* _Document excerpt_
▼

Free Ads for Willie Hearst
I don’t like to jump
on a man when he is down, particularly when I think he is only half-way
down and rapidly rising again. I refer to my friend, Mr. Hearst,
who is just now getting all sorts of advertising from his business
rivals because he used unparliamentary language regarding the late
President McKinley previous to the assassination. Hearst is now
making himself a laughing-stock, outdoing all in the most extravagant
laudations of the late President McKinley, putting him on a pedestal
with Lincoln and Washington; whereas it was not many weeks ago that
he spoke of him as—
“bar
one, the most despised and hated creature in the hemisphere—his
name hooted, his figure burned in effigy.”
The trouble with Hearst
is that he has no clear conception of either politics or business,
and is running his paper upon the plan of giving the people the
views he thinks they want, irrespective of whether those views are
right or wrong; and, moreover, with no accurate knowledge of what
is really wanted. He is like a grocer meeting the demand of his
customers for cheap sugar by giving them sanded sugar and then excusing
himself by saying he thought they wanted sanded sugar.
Hearst has neither morals nor science
to guide him in running his papers, and that he is making a financial
success is only to be explained on the hypothesis that his competitors
are not only lacking in what he lacks, but they lack his money and
dash as well.
It’s really a great pity that Hearst
does not follow C more religiously.

▲

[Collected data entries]
▼

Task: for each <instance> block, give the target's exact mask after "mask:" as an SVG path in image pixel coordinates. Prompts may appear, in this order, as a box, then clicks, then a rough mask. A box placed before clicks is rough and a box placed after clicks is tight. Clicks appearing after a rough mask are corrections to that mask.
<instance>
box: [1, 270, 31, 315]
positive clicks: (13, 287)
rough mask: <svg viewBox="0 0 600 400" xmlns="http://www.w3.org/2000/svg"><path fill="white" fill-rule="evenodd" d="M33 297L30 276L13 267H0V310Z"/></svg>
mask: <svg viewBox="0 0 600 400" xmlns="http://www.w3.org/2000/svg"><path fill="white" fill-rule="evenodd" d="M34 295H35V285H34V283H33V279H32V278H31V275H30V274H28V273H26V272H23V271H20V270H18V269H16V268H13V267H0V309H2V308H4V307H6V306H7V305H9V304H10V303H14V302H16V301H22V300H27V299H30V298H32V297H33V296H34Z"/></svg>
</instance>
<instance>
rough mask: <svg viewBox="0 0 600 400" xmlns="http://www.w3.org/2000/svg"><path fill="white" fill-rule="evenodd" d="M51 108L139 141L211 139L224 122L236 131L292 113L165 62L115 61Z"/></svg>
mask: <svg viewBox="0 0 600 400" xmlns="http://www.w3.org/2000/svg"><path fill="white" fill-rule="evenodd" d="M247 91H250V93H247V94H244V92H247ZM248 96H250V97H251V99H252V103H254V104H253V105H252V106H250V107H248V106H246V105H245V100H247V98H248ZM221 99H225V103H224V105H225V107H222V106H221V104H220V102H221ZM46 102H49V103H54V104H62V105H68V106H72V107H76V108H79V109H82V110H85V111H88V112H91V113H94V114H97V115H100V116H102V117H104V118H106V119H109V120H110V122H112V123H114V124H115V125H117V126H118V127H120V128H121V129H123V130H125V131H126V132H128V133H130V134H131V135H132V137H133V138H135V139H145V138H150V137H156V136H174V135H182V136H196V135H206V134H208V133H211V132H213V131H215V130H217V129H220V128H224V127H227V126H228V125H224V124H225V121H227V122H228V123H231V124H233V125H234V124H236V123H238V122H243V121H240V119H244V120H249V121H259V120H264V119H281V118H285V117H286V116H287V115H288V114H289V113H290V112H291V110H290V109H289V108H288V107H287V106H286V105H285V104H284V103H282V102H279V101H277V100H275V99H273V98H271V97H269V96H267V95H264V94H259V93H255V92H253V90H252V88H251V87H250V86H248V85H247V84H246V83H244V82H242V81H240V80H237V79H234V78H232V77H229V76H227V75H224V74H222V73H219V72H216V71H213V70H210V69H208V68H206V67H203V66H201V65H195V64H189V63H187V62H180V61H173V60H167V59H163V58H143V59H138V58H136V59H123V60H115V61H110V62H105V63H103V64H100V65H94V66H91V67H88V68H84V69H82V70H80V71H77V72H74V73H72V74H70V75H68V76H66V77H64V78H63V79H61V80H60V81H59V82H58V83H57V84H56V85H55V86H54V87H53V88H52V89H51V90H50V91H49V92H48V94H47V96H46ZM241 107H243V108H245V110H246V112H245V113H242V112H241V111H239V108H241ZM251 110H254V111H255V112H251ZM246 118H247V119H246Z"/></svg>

▲

* _Parts of the exercise_
**a)** In the essay on Hearst, which two figures is McKinley said to be placed on a pedestal with?
**b)** List every person named in the essay on Hearst.
**c)** From the essay on Hearst, extract the passage between "The trouble with" and "wanted sanded sugar.", inclusive.
The rows above aren't needed for what follows.

* _Answer section_
**a)** Lincoln and Washington.

**b)** Hearst, McKinley, Lincoln, Washington

**c)**
The trouble with Hearst
is that he has no clear conception of either politics or business,
and is running his paper upon the plan of giving the people the
views he thinks they want, irrespective of whether those views are
right or wrong; and, moreover, with no accurate knowledge of what
is really wanted. He is like a grocer meeting the demand of his
customers for cheap sugar by giving them sanded sugar and then excusing
himself by saying he thought they wanted sanded sugar.